Copy the part of the material that opens with the line containing "the firefighter's glove" and closes with the end of the material, replacing "camera-trap tally" with "field survey" and leaving everything else unchanged.

[Named object pointing entries]
· · ·
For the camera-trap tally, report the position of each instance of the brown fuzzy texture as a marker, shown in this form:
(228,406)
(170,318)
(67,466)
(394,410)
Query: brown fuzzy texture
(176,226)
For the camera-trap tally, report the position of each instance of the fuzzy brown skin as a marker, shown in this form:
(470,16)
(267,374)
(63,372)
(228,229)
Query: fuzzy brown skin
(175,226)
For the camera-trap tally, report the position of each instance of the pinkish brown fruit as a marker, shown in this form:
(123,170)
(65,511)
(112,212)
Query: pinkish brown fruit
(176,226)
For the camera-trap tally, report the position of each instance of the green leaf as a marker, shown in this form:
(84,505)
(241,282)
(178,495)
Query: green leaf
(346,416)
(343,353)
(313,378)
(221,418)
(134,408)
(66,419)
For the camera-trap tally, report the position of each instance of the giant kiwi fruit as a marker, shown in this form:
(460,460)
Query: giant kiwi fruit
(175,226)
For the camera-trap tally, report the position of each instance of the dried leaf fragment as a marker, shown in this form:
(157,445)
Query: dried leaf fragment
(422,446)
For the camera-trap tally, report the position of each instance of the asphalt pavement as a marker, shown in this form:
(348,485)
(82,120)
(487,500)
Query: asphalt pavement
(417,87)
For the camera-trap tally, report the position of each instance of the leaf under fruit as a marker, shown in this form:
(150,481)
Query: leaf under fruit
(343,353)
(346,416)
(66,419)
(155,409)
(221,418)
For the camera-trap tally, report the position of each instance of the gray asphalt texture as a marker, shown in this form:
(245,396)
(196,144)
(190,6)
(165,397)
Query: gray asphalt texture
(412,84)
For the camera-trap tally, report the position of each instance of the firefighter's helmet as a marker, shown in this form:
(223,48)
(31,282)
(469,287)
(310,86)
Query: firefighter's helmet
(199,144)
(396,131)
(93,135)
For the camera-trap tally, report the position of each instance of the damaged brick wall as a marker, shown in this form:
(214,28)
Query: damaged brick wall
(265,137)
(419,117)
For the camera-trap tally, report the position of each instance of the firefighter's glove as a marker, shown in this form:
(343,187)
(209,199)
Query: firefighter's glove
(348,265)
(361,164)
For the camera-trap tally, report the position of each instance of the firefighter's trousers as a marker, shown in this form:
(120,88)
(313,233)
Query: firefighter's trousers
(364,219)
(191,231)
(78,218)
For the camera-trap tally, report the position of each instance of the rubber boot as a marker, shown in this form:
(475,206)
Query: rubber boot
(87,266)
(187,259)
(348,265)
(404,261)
· · ·
• Reply
For the field survey, report the position of each instance of the firefighter's glove as a marker, shown in this form:
(343,187)
(209,199)
Query: firefighter's glove
(348,265)
(361,164)
For the field survey, report the position of each instance of the firefighter's trousers as a marker, shown in this form:
(120,88)
(313,233)
Query: firefighter's trousers
(364,219)
(191,231)
(78,218)
For the field survey, report the position of each instance of the rubber boot as a marker, shown in this form:
(475,206)
Query: rubber boot
(87,266)
(187,259)
(348,265)
(404,261)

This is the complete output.